— Start of Exercise inputs —

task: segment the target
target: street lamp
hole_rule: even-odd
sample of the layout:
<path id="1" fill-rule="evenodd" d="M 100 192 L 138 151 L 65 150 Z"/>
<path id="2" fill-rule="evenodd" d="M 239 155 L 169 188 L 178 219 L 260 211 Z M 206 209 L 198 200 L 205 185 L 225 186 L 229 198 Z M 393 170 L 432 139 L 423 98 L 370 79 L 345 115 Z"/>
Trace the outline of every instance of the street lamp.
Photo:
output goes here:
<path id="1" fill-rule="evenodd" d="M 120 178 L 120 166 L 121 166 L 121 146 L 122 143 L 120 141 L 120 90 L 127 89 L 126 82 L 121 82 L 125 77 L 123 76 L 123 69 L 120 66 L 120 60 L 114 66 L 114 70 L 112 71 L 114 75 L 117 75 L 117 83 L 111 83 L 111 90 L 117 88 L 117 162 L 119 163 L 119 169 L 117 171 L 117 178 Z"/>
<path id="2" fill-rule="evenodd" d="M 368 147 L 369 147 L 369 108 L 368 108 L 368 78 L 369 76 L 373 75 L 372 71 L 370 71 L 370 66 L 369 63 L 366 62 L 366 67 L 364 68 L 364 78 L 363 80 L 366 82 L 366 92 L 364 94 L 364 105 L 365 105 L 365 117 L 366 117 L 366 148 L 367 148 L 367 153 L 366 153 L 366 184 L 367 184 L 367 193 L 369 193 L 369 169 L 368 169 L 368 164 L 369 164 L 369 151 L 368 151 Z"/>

— End of Exercise inputs —

• Short problem: Recast all of the material above as a JSON list of strings, with one string per line and blank lines omitted.

• Result below:
[
  "task: segment the target",
  "target: street lamp",
  "hole_rule: even-odd",
  "sample of the layout:",
  "<path id=\"1\" fill-rule=\"evenodd\" d=\"M 100 192 L 138 151 L 65 150 Z\"/>",
  "<path id=\"2\" fill-rule=\"evenodd\" d=\"M 239 155 L 169 188 L 178 219 L 260 211 Z M 206 209 L 198 200 L 205 185 L 225 186 L 229 198 Z M 393 170 L 432 139 L 423 98 L 370 79 L 345 115 Z\"/>",
  "Trace the outline of every instance of the street lamp.",
  "Photo:",
  "output goes here:",
  "<path id=\"1\" fill-rule=\"evenodd\" d=\"M 120 178 L 120 166 L 121 166 L 121 146 L 122 143 L 120 141 L 120 90 L 127 89 L 126 82 L 121 82 L 125 77 L 123 76 L 123 69 L 120 66 L 120 60 L 114 66 L 114 70 L 112 71 L 114 75 L 117 75 L 117 83 L 111 83 L 111 90 L 117 88 L 117 162 L 119 163 L 119 169 L 117 171 L 117 178 Z\"/>",
  "<path id=\"2\" fill-rule=\"evenodd\" d=\"M 368 147 L 369 147 L 369 108 L 368 108 L 368 78 L 369 76 L 373 75 L 372 71 L 370 71 L 370 66 L 369 63 L 366 62 L 366 67 L 364 68 L 364 78 L 363 80 L 366 82 L 366 92 L 364 94 L 364 105 L 365 105 L 365 117 L 366 117 L 366 148 L 367 148 L 367 153 L 366 153 L 366 184 L 367 184 L 367 193 L 369 193 L 369 169 L 368 169 L 368 164 L 369 164 L 369 151 L 368 151 Z\"/>"
]